Skip to content

Tools

System Tools

pcp_mcp.tools.system

System health tools for clumped metric queries.

get_filesystem_usage async

get_filesystem_usage(
    ctx: Context,
    host: Annotated[
        Optional[str],
        Field(
            description="Target pmcd host to query (default: server's configured target)"
        ),
    ] = None,
) -> ToolResult

Get mounted filesystem usage (similar to df command).

Returns capacity, used, available, and percent full for each mounted filesystem. Useful for monitoring disk space and identifying filesystems that may need attention.

Examples:

get_filesystem_usage() - Check all filesystems on default host get_filesystem_usage(host="db1.example.com") - Check remote host

Source code in src/pcp_mcp/tools/system.py
@tool(
    annotations=TOOL_ANNOTATIONS,
    icons=[ICON_FILESYSTEM],
    tags=TAGS_FILESYSTEM,
    timeout=30.0,
)
────
--- QUESTIONS TO ANSWER ---
[1] Answer these questions about the filesystem usage tool documentation, one line each:
(a) Which command does the text say get_filesystem_usage is similar to?
(b) What four values does it return for each mounted filesystem?
(c) What timeout value is set in the @tool decorator?
[2] Reproduce the part of the filesystem usage tool documentation starting with "Returns capacity, used, available, and" and going on through "may need attention.".
────
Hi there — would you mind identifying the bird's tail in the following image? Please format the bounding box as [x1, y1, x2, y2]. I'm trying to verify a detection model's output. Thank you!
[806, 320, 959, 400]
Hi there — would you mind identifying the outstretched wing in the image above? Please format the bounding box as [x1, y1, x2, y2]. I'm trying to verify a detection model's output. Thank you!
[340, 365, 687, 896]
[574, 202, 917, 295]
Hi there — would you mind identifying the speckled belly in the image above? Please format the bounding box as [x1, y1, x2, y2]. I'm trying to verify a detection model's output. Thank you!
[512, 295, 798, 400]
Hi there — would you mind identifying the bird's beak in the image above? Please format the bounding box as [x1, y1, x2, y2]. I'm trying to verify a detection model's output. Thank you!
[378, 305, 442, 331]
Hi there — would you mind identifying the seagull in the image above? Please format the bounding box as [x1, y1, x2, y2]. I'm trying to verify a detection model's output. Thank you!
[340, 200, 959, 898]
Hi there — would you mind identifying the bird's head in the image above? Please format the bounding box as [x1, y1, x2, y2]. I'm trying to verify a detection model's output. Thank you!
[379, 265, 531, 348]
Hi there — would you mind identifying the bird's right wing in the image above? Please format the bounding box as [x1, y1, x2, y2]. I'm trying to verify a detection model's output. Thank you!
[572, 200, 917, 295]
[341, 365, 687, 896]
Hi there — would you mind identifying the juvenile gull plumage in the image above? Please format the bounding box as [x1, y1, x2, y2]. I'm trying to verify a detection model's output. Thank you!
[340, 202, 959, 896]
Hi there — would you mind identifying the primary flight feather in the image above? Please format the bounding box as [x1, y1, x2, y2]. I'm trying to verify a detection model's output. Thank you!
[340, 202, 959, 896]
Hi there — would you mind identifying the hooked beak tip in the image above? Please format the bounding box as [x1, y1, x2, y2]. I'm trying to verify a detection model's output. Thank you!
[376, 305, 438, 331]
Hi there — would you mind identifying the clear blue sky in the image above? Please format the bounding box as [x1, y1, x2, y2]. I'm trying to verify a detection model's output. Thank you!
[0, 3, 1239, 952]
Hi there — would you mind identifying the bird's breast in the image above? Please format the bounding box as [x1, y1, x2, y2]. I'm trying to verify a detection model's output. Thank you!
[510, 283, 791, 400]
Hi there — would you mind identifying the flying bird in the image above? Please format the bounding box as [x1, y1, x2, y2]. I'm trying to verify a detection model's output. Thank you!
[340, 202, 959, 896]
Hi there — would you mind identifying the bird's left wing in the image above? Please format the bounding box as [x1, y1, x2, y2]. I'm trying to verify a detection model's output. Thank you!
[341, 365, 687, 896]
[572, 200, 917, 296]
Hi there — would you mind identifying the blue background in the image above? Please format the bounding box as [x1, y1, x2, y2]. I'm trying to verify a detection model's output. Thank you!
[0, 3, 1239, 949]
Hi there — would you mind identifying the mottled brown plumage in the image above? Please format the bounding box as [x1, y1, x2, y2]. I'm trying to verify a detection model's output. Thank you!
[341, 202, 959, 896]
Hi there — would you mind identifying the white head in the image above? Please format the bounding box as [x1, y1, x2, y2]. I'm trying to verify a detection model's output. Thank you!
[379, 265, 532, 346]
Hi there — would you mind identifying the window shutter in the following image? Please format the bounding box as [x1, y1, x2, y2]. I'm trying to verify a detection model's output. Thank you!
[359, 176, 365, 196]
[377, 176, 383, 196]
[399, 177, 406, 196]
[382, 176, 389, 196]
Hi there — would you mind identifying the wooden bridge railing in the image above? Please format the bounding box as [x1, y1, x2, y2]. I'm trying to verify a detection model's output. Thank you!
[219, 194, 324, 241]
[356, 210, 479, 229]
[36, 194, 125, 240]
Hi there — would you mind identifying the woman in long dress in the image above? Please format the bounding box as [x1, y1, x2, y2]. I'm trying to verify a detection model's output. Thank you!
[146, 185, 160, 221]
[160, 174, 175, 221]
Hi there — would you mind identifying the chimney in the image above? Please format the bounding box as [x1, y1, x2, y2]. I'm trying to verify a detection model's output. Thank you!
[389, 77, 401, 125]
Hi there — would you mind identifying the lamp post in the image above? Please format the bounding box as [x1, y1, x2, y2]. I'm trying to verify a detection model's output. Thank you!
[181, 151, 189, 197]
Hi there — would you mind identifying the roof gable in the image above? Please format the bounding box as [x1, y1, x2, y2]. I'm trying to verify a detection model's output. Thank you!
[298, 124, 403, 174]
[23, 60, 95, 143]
────
--- ANSWERS FOR EACH ITEM ---
[1]
(a) The df command.
(b) Capacity, used, available, and percent full.
(c) 30.0

[2]
Returns capacity, used, available, and percent full for each mounted filesystem. Useful for monitoring disk space and identifying filesystems that may need attention.